- _What you will do_:
- 1) Which criticisms of the Common Agricultural Policy appear in the United Kingdom's CAP Review Group passage quoted in the Australia-EU trade speech? List each one.
- 2) Copy the passage of the Australia-EU trade speech from "The policy paper" to "to third countries.", word for word.

═══ Extracted text ═══

This is an objective we made clear in our policy statements prior to
the March Federal election. Our commitment has been given real
substance and momentum over the past month with the successful visit
to Australia of the Vice-President of the European Commission, Sir
Leon Brittan, and the launch of a major study by my Department into
the Australia-EU Trade and Investment relationship.
The Government is also preparing a comprehensive new platform for
further development of the relationship through negotiations towards
a Framework Trade and Cooperation Agreement with the European
Commission and an accompanying Joint Political Declaration between
Australia and the European Union. Both of these should be concluded
by the end of this year.
The Framework Agreement will provide a formal basis for trade and
economic cooperation in a wide range of areas. The Joint Political
Declaration will set out a framework for dialogue and cooperation on
international political issues. As well as boosting cooperation
generally, the two documents will provide an early warning system to
address potential trade concerns. They should also give Australia a
constructive context in which to pursue the special interests we have
with the EU, including the concerns we have on agricultural trade and
market access issues.
Agriculture
Let me begin today by making some comments about Australia's special
interest in the European Union's agricultural policy.
In this context, I would like to take this opportunity to launch a
new paper produced by my Department entitled EU Agricultural
Policy Towards 2000: An Australian Perspective.
For Australia, the agriculture sector continues to be a major
priority in its relations with the European Union and its Member
States.
The EU made a significant breakthrough in reinstrumenting and
reforming aspects of its Common Agricultural Policy in its 1992
reform package. Those reforms were critical to ensuring a successful
outcome for the Uruguay Round of trade negotiations that were
completed in 1994.
But intervention in European and world markets by the EU under the
Common Agricultural Policy (CAP) continues to have a prominent,
distorting effect on agriculture markets.
For Australia, the value of the trade involved is substantial. In
1995, Australia exported $19 billion in agricultural products, 10 per
cent of which went to the EU. Protection of European agriculture
markets therefore has a significant negative impact on Australia, and
further reform of the CAP will be critical to future bilateral,
regional and multilateral trade negotiations.
Now that the 1992 reforms have run their course, an increasingly
lively and substantial debate on the future of the CAP is now brewing
in Europe.
And as the United Kingdom's CAP Review Group noted in 1995,
The Common Agriculture Policy....has created a high-cost agriculture
so that European farmers cannot compete on world markets without
subsidy. It disadvantages Europe's consumers and its food industry by
obliging them to pay artificially high prices for their food
supplies...[And it] has not halted the decline in rural
employment.
The Towards 2000 Agriculture policy paper prepared by my
Department provides an Australian contribution to the debate on the
need for, and shape of, future reforms.
It identifies a range of factors which should impel the EU to
consider further substantial reform of the CAP over the next few
years. It argues that, politically and economically, the EU is now
much more able to rise to the challenge of CAP reform than it may
have been in the past.
At the same time, we must remember that powerful forces have vested
interests in maintaining the EU's current subsidies and protection.
These forces cannot be underestimated.
The policy paper notes that a principal issue for Australian
agriculture continues to be the impact of the CAP on Australian
exports to third countries.

═══ Provided records ═══

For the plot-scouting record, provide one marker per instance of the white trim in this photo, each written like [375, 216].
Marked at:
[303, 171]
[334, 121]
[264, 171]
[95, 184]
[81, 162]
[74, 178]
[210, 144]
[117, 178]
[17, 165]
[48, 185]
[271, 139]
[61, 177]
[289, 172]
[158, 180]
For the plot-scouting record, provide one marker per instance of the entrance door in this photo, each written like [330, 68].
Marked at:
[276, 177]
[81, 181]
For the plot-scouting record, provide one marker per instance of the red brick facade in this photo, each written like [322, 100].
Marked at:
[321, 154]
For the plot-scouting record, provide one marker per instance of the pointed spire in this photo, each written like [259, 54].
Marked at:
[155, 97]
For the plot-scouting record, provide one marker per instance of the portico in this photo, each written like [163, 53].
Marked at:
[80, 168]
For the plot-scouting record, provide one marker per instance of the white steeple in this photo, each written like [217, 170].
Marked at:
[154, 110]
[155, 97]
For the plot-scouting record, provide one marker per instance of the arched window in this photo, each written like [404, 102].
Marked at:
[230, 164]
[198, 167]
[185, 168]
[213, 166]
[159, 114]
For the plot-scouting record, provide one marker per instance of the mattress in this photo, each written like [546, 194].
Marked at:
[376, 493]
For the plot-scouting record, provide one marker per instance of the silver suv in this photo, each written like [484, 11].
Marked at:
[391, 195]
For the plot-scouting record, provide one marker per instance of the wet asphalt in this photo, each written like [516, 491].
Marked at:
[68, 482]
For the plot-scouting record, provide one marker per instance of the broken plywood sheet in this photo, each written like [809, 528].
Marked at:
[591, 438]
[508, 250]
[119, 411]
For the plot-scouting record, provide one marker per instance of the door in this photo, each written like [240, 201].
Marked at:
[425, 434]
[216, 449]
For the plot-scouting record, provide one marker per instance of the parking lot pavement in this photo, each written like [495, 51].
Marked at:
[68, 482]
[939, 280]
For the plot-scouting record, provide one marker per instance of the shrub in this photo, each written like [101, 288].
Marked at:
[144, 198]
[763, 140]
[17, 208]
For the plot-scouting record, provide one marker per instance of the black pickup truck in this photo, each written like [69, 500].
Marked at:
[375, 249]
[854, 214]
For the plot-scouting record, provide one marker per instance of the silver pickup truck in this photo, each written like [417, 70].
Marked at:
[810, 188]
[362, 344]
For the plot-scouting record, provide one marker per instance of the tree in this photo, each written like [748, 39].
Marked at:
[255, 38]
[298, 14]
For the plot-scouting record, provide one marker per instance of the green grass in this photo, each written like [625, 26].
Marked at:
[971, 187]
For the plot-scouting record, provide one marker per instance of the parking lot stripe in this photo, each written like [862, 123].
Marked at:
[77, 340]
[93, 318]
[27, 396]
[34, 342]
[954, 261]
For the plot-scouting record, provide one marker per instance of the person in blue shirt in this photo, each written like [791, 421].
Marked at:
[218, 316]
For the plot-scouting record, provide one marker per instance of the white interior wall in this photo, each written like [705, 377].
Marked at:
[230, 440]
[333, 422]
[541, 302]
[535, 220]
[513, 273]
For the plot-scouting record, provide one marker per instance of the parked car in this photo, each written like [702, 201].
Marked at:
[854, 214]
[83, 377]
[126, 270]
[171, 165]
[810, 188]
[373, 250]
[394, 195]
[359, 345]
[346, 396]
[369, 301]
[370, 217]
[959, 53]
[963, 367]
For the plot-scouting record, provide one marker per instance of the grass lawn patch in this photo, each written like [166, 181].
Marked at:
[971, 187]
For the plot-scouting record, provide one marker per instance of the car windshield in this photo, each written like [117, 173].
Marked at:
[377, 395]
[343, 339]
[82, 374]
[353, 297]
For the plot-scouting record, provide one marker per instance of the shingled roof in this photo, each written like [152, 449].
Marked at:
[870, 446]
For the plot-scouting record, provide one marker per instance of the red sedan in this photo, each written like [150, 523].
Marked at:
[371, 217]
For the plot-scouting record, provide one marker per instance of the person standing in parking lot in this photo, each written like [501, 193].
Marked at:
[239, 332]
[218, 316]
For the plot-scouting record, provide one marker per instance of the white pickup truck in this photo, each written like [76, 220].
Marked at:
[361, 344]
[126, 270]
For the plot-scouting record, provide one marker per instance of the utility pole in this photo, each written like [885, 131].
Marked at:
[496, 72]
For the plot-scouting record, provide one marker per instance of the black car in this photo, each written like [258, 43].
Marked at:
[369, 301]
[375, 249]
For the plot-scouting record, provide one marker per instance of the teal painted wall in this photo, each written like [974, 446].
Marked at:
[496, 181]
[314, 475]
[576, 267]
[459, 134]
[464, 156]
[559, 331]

═══

- _The responses_:
- 1)
- It has created a high-cost agriculture, so European farmers cannot compete on world markets without subsidy.
- It disadvantages Europe's consumers and its food industry by obliging them to pay artificially high prices for their food supplies.
- It has not halted the decline in rural employment.

- 2)
The policy paper notes that a principal issue for Australian
agriculture continues to be the impact of the CAP on Australian
exports to third countries.